Amin Saikal
The United States “overestimated the power that the U.S. military could bring to bear in changing Afghanistan.”
In the wake of the September 11 attacks, the United States and its allies ousted the Taliban from power in Afghanistan in retaliation for providing safe havens to al-Qaida. By the 20th anniversary of the attacks, however, the Taliban had returned to Kabul.
The story of how and why the U.S. fought a 20-year war in Afghanistan – and how it ultimately lost that war – is a complicated tale. Four U.S. presidents oversaw the war in Afghanistan. The mission evolved, as did the wider foreign policy strategies onto which it was mapped. By one measurement, the United States spent $2.3 trillion on the war from 2001 to 2021 – a mind-blowing sum in light of the devastating conclusion.
In his book, “How to Lose a War: The Story of America’s Intervention in Afghanistan,” Amin Saikal lays out the convoluted path from a retaliatory intervention to defeat. In the following interview, Saikal, emeritus professor and founding director of the Centre for Arab and Islamic Studies at the Australian National University, helps explain the war’s evolution, the dysfunction of successive Afghan (and American) governments, and the fatal mistakes that doomed the effort to re-make Afghanistan into a democracy.
The Bush administration envisioned a “light footprint” as sufficient to achieve its aims in Afghanistan. It also sought to set the war within its wider foreign policy aims of “democracy promotion” and the “war on terror.” How did this constellation of circumstances and strategies hamper its ability to actually achieve its stated aims in Afghanistan?

++++++++++++++++++++

▶ _TASK 1_:
Rewrite the stretch of the listing from its start through the line containing "box: [864, 267, 913, 327]", replacing "positive clicks" with "foreground clicks" and changing nothing else. Leave the pictures out of your answer.
The listing that follows is unrelated to the passage on the U.S. war in Afghanistan.

++++++++++++++++++++

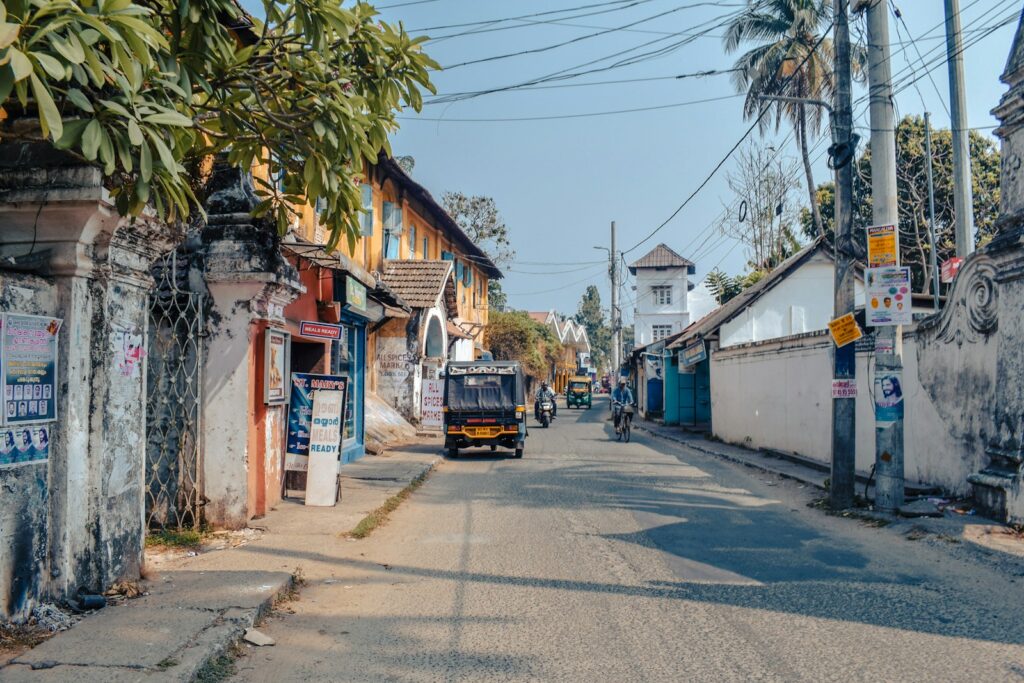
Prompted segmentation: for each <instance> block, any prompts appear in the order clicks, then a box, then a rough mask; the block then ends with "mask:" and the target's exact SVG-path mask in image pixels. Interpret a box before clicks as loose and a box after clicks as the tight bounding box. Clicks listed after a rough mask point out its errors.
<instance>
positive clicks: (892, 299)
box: [864, 267, 913, 327]
mask: <svg viewBox="0 0 1024 683" xmlns="http://www.w3.org/2000/svg"><path fill="white" fill-rule="evenodd" d="M864 294H865V298H866V300H867V305H866V306H865V308H866V313H867V321H866V323H867V325H868V326H870V327H882V326H891V325H909V324H910V323H912V322H913V311H912V310H911V307H910V268H908V267H885V268H867V269H866V270H864Z"/></svg>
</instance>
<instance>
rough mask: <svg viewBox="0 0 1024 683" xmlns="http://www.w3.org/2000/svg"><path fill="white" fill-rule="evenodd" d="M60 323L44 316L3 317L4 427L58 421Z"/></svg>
mask: <svg viewBox="0 0 1024 683" xmlns="http://www.w3.org/2000/svg"><path fill="white" fill-rule="evenodd" d="M61 323H62V321H61V319H60V318H56V317H48V316H45V315H25V314H22V313H3V314H0V381H2V384H3V398H4V410H3V413H2V415H0V419H2V424H6V425H18V424H27V423H33V422H52V421H53V420H56V419H57V404H56V393H57V333H58V332H60V325H61Z"/></svg>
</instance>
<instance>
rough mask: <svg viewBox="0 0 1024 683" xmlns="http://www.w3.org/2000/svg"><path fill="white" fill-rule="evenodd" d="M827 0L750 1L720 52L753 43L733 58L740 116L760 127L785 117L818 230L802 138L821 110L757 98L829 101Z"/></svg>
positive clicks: (829, 55)
mask: <svg viewBox="0 0 1024 683" xmlns="http://www.w3.org/2000/svg"><path fill="white" fill-rule="evenodd" d="M831 13H833V12H831V0H750V1H749V6H748V9H746V11H744V12H742V13H741V14H739V15H738V16H737V17H736V18H735V19H734V20H733V22H732V23H731V24H730V25H729V27H728V29H727V30H726V33H725V37H724V39H723V42H724V44H725V51H726V52H729V53H731V52H735V51H736V50H738V49H739V48H740V47H741V46H742V45H746V44H752V43H753V44H755V46H754V47H752V48H751V49H750V50H748V51H746V52H744V53H743V54H741V55H740V56H739V58H738V59H736V62H735V68H736V69H737V71H736V73H735V74H734V75H733V84H734V85H735V86H736V90H737V92H745V93H746V99H745V100H744V101H743V116H744V117H746V118H749V119H751V118H755V117H758V116H761V113H762V111H764V110H768V112H769V114H767V115H766V116H764V117H763V118H761V119H760V122H761V128H762V130H764V129H765V128H767V127H768V125H769V124H770V123H771V121H772V120H774V124H775V128H776V129H778V127H779V125H780V123H781V121H782V119H786V120H787V121H788V122H790V123H791V124H792V125H793V127H794V129H795V131H796V133H797V139H798V141H799V142H800V148H801V153H802V156H803V162H804V173H805V175H806V180H807V191H808V196H809V201H810V204H811V215H812V217H813V221H814V223H815V225H816V226H817V227H818V230H819V232H820V231H821V229H822V228H821V218H820V216H819V214H818V205H817V200H816V197H815V195H814V191H813V187H814V186H815V185H814V177H813V175H812V173H811V162H810V153H809V151H808V144H807V139H808V136H809V134H813V133H816V132H817V131H818V130H819V129H820V127H821V110H820V108H817V106H810V108H809V106H807V105H806V104H803V103H797V102H781V101H775V102H771V101H765V100H763V99H762V97H763V96H766V95H768V96H772V95H773V96H785V97H800V98H812V99H822V100H825V101H829V100H830V99H831V96H833V92H834V90H835V82H834V79H833V45H831V41H830V40H829V39H828V38H826V37H824V36H823V35H822V34H824V33H826V32H827V30H828V28H829V27H830V26H831Z"/></svg>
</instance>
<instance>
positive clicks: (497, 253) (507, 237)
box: [441, 193, 515, 266]
mask: <svg viewBox="0 0 1024 683" xmlns="http://www.w3.org/2000/svg"><path fill="white" fill-rule="evenodd" d="M441 205H442V206H443V207H444V211H446V212H447V214H449V215H450V216H452V218H454V219H455V222H456V223H458V224H459V227H461V228H462V231H463V232H465V233H466V234H467V236H469V239H470V240H472V241H473V244H475V245H476V246H477V247H479V248H480V249H481V250H483V253H485V254H486V255H487V256H488V257H489V258H490V260H492V261H494V262H495V264H496V265H498V266H503V265H508V264H509V263H511V262H512V260H513V259H514V258H515V250H514V249H512V243H511V242H510V241H509V228H508V226H507V225H506V224H505V221H504V220H502V216H501V213H499V211H498V205H497V204H495V200H494V199H493V198H490V197H481V196H472V197H471V196H468V195H464V194H463V193H444V194H443V195H441Z"/></svg>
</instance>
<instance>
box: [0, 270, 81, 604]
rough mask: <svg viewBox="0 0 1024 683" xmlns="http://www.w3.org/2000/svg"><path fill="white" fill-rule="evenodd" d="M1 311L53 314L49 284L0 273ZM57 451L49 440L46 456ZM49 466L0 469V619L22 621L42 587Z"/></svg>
mask: <svg viewBox="0 0 1024 683" xmlns="http://www.w3.org/2000/svg"><path fill="white" fill-rule="evenodd" d="M0 310H3V311H9V312H14V311H16V312H19V313H30V314H34V315H54V314H55V312H56V295H55V290H54V288H53V285H52V284H51V283H48V282H47V281H45V280H43V279H42V278H37V276H35V275H30V274H24V273H12V272H4V271H0ZM60 334H61V335H67V331H63V332H61V333H60ZM59 447H61V445H60V444H59V443H54V442H53V441H51V442H50V451H51V453H52V452H53V451H54V450H55V449H59ZM48 466H49V463H48V462H41V463H31V464H23V465H11V466H7V467H0V615H8V616H11V617H14V618H23V617H25V616H26V615H27V614H28V612H29V611H30V610H31V609H32V606H33V604H34V601H35V599H36V597H37V596H38V595H39V594H40V592H41V590H42V588H43V574H42V571H41V570H40V567H43V566H45V565H46V556H47V530H48V520H47V514H46V512H47V509H48V507H49V486H48V484H47V473H48Z"/></svg>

++++++++++++++++++++

▶ _TASK 2_:
Answer these questions using the passage on the U.S. war in Afghanistan.
(a) By one measurement, how much did the United States spend on the war from 2001 to 2021?
(b) How many U.S. presidents oversaw the war in Afghanistan?
(c) What kind of footprint did the Bush administration consider sufficient to achieve its aims there?

▶ _YOUR RESPONSE 1_:
Prompted segmentation: for each <instance> block, any prompts appear in the order clicks, then a box, then a rough mask; the block then ends with "mask:" and the target's exact SVG-path mask in image pixels. Interpret a box before clicks as loose and a box after clicks as the tight bounding box. Clicks listed after a rough mask point out its errors.
<instance>
foreground clicks: (892, 299)
box: [864, 267, 913, 327]

▶ _YOUR RESPONSE 2_:
(a) $2.3 trillion
(b) Four
(c) A "light footprint"